▶ _What this task involves_
Only the count is needed. Count the lines below with the word "tight" in them.

▶ _Exercise material_
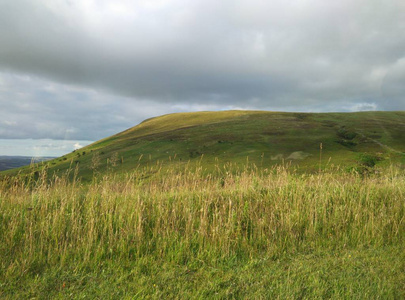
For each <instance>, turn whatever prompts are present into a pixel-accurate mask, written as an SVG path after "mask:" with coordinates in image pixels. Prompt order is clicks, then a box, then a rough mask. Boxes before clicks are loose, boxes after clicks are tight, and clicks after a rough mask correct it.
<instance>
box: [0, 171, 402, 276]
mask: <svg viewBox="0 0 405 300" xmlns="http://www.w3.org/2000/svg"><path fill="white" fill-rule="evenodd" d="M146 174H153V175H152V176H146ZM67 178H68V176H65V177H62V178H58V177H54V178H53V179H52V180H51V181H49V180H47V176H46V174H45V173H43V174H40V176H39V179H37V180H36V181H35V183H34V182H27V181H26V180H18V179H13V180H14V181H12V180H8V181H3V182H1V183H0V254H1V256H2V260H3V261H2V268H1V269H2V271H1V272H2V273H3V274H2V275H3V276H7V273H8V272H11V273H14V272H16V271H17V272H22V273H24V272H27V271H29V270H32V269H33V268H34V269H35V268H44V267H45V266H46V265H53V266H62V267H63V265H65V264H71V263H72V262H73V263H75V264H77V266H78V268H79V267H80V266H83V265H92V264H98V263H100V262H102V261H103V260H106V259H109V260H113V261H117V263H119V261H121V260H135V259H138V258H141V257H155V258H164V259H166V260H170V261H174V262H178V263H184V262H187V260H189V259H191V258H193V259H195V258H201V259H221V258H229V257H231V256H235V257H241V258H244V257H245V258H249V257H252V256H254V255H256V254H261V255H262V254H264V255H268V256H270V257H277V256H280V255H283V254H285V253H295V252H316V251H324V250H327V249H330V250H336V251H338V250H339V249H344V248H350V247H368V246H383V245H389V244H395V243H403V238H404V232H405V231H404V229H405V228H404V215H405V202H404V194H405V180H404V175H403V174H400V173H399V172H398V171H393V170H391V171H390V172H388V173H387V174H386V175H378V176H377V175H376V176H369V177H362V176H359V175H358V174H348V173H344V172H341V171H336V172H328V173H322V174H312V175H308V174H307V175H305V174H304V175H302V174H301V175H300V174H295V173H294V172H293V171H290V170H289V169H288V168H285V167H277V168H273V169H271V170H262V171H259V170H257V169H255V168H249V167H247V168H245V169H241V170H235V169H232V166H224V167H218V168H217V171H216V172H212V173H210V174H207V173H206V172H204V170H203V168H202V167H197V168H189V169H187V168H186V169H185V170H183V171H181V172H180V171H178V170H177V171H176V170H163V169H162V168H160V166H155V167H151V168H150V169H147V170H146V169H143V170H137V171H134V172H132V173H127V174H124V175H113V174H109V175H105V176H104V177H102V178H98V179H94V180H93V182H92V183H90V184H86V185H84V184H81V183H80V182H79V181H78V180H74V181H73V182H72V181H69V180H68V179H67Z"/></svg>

---

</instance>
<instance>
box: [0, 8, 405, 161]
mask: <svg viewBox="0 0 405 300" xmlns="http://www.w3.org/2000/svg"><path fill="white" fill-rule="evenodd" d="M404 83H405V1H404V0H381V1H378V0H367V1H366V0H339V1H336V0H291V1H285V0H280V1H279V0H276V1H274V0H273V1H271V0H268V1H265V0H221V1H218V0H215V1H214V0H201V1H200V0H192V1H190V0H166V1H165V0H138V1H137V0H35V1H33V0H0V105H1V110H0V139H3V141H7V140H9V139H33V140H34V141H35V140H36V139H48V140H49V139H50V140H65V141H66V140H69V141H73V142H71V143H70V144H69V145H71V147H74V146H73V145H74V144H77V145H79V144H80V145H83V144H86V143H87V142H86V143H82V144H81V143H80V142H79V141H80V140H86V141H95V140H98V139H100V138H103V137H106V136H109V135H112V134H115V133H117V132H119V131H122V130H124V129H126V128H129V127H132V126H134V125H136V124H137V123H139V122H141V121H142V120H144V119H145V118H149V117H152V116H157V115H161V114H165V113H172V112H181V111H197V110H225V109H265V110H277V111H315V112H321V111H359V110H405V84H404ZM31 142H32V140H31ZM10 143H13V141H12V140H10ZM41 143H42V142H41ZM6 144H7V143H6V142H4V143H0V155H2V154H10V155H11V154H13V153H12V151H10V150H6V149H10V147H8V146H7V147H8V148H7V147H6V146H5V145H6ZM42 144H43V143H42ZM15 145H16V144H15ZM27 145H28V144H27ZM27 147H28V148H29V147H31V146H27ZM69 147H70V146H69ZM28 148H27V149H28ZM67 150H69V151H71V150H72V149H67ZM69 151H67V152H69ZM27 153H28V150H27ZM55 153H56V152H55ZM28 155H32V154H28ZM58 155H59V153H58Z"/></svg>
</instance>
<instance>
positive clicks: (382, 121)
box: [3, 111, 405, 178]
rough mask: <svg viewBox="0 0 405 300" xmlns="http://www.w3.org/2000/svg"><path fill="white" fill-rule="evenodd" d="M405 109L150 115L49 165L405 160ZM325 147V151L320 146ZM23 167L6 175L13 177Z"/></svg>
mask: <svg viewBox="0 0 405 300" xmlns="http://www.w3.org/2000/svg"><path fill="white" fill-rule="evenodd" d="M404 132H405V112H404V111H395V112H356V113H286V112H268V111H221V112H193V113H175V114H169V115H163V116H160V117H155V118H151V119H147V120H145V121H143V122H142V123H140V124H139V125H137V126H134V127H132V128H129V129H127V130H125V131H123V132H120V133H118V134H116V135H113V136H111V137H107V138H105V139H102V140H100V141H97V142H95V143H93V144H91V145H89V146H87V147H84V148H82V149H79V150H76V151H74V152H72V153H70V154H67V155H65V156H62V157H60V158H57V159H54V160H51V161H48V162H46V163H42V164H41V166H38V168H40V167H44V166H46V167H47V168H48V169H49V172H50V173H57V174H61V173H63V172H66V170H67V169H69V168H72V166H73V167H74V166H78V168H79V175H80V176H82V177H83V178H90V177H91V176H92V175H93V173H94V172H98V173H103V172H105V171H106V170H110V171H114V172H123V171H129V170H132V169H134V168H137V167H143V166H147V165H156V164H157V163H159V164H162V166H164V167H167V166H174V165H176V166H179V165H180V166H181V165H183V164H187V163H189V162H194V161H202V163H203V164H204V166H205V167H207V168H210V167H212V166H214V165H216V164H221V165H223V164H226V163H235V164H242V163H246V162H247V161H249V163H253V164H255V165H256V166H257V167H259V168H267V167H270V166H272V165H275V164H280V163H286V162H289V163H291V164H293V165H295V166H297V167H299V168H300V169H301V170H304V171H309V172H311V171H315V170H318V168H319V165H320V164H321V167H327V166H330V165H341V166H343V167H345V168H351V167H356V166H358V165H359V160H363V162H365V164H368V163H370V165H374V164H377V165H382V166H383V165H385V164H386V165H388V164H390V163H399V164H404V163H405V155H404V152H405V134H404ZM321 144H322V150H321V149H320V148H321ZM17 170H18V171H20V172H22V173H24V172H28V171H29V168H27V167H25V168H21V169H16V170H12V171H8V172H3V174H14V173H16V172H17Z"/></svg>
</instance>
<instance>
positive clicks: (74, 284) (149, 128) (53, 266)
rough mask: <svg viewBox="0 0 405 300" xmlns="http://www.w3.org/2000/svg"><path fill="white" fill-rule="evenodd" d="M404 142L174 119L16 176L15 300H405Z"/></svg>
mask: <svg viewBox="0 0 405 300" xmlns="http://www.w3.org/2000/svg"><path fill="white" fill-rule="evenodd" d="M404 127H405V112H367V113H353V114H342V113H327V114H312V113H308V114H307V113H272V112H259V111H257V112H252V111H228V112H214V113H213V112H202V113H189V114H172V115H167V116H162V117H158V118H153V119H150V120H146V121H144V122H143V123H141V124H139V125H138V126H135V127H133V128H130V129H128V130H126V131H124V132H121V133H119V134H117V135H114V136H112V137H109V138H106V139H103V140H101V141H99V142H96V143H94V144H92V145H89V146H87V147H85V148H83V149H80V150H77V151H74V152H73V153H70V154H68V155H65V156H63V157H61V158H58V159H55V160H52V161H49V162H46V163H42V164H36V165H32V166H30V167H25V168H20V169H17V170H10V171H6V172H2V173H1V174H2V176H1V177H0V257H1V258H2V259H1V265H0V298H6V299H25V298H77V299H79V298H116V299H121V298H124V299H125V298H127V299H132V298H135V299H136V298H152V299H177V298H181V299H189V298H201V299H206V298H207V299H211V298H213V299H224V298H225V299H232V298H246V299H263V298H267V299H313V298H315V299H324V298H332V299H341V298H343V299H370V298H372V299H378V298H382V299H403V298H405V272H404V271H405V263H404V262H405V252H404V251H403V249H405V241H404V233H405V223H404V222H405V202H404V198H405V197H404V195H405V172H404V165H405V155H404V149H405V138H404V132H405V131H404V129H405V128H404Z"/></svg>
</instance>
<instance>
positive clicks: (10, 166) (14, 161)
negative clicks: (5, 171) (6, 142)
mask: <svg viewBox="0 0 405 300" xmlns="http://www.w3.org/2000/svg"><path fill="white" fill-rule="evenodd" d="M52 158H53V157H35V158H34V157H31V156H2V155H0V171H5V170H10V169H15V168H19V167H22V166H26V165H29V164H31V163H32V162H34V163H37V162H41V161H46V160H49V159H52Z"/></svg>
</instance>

---

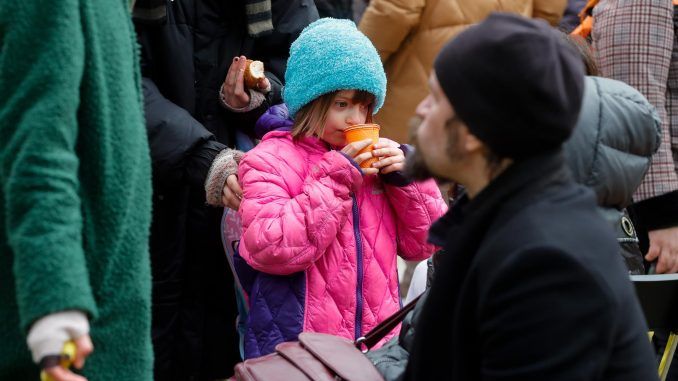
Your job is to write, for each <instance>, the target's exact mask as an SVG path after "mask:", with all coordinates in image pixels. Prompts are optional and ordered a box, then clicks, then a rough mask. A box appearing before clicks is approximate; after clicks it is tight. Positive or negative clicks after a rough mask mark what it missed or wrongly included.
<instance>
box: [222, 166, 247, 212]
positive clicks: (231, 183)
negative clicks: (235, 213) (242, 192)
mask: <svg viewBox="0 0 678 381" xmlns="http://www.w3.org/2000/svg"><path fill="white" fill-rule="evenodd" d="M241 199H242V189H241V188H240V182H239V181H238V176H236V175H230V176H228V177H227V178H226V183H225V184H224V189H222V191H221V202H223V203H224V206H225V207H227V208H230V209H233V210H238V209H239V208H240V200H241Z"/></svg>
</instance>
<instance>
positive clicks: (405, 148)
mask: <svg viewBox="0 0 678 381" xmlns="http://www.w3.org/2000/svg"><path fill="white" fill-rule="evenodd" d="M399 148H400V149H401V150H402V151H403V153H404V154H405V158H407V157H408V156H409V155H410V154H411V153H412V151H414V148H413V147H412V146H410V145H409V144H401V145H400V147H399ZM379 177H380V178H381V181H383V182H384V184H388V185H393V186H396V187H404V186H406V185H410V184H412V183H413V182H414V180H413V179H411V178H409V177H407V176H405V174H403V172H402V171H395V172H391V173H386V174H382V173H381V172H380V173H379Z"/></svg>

▶ _Written solution_
2